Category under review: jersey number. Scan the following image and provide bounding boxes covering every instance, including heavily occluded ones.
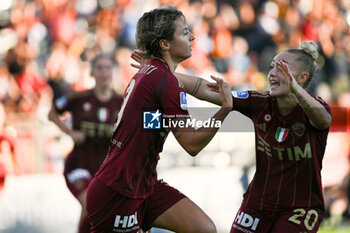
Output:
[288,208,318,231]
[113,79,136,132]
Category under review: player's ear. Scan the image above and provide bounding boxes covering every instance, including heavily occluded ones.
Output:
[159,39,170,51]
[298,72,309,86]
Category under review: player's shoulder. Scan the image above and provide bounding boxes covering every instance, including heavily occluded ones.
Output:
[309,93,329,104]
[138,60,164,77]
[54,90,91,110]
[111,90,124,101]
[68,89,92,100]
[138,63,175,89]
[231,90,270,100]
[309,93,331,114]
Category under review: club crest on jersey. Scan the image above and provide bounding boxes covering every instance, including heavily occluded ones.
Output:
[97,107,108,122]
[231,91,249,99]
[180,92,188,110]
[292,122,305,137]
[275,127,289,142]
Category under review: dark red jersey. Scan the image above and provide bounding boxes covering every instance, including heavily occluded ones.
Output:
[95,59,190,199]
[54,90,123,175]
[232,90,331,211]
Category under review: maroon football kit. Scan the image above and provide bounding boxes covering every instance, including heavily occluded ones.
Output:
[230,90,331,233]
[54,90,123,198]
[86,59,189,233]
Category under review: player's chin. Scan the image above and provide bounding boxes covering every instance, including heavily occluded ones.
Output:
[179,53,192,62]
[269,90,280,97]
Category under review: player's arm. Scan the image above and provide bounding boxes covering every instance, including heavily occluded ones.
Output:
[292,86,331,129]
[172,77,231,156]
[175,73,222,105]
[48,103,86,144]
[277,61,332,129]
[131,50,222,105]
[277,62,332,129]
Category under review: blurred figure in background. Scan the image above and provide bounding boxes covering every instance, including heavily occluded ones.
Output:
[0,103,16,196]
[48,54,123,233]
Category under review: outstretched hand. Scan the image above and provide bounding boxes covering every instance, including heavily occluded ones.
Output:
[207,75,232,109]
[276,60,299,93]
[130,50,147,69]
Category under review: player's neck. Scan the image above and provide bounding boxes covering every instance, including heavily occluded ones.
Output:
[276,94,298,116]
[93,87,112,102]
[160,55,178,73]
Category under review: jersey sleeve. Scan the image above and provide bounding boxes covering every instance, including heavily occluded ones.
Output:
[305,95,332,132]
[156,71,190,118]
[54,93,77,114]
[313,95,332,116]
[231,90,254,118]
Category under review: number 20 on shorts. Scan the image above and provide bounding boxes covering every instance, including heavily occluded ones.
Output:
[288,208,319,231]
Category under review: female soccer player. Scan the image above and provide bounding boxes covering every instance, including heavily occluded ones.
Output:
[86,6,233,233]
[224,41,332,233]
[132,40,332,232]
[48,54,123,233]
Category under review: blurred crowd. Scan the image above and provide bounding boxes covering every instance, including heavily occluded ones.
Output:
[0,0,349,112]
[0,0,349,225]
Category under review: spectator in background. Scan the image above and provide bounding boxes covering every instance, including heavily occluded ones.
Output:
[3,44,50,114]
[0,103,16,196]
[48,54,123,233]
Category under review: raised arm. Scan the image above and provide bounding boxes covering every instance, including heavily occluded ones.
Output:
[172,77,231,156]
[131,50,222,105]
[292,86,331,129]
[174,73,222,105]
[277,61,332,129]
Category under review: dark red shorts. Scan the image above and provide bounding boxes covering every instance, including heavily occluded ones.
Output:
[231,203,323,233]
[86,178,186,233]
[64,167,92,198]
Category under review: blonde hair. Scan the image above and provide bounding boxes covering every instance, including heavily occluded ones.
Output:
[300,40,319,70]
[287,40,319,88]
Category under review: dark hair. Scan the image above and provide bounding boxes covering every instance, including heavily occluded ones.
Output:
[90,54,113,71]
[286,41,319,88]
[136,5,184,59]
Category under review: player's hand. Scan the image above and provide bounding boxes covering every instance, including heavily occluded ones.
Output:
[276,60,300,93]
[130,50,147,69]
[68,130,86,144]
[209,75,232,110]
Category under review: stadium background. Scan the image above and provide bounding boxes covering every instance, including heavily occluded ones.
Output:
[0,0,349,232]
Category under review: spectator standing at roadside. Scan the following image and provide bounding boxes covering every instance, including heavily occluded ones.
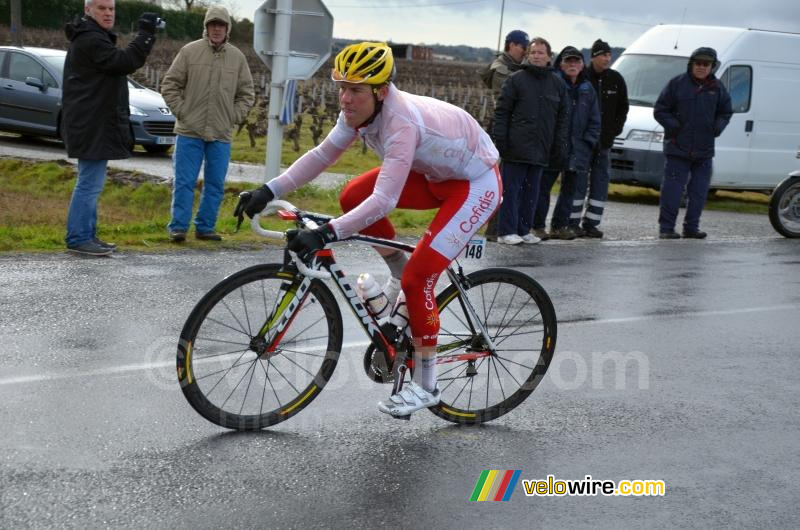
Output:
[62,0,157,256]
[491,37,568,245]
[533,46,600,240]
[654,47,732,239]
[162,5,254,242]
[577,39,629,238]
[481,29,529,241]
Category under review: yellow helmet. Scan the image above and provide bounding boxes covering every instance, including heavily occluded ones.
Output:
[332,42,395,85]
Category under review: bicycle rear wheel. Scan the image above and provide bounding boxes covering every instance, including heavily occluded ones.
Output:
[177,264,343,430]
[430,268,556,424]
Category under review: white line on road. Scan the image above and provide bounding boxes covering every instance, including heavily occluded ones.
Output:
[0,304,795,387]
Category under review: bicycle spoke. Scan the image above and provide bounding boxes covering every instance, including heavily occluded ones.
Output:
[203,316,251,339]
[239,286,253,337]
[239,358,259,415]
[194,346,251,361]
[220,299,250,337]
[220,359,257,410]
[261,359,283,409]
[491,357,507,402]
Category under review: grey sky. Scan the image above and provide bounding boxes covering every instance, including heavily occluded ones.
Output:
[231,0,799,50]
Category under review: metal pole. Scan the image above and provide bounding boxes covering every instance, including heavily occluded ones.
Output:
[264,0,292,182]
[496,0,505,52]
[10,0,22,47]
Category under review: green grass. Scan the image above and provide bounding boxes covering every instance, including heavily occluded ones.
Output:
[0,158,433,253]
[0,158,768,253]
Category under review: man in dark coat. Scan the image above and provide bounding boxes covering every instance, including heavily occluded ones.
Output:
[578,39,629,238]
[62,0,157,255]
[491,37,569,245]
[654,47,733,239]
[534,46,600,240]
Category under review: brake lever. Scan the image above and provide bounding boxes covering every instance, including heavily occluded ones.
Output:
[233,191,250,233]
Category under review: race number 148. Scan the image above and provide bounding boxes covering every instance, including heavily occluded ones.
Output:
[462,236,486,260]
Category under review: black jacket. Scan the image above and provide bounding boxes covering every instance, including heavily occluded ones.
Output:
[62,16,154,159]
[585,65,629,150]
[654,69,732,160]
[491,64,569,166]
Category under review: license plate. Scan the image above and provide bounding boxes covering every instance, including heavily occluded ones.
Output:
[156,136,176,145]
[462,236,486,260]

━━━━━━━━━━━━━━━━━━━━

Note which lines carry the word "hair" in the material, then copy each of them.

**EXERCISE RESULT:**
Category under review: blonde hair. Scan the image above and provide bounding boxes covering every instance, including heavily occluded ones.
Category under review: dark hair. Scan the image above and provide bounding boxes covering every instance, including heavily occluded ones.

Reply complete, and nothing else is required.